Only a number is wanted here: how many lines in the entries below contain the word "pole".

Data records below:

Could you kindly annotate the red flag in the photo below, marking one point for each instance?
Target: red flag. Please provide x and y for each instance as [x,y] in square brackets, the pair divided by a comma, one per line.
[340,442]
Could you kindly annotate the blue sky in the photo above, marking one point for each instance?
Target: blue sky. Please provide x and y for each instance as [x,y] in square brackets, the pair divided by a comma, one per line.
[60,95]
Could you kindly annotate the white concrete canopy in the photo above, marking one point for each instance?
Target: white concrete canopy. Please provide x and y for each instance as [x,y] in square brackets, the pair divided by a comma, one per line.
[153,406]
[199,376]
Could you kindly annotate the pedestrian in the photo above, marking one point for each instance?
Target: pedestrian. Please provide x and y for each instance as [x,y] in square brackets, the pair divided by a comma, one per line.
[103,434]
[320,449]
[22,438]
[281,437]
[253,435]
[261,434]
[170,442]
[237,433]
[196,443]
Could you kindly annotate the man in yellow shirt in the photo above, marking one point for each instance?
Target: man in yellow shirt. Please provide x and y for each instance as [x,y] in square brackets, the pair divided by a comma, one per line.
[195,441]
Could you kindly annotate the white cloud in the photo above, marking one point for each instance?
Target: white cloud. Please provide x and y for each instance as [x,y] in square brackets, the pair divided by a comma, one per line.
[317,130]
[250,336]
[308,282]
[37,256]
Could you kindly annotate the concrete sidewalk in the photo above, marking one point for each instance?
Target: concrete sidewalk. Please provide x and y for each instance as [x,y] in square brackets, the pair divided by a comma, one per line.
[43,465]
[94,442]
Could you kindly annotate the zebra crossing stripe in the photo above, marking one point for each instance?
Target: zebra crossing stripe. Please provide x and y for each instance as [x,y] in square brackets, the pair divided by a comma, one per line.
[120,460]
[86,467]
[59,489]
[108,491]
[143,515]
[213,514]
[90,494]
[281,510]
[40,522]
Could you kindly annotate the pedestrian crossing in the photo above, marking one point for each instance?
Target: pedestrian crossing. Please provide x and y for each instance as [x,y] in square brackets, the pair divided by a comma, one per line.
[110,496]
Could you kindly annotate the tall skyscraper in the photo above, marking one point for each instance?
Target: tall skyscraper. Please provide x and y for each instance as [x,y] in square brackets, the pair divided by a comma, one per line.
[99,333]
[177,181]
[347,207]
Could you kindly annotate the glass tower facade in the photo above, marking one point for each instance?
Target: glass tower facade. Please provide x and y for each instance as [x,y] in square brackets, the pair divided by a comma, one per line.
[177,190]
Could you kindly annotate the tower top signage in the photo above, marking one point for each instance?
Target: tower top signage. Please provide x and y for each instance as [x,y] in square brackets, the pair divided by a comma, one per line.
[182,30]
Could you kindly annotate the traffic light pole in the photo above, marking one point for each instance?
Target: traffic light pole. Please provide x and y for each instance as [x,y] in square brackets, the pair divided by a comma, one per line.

End of Data records.

Solution for this problem = 2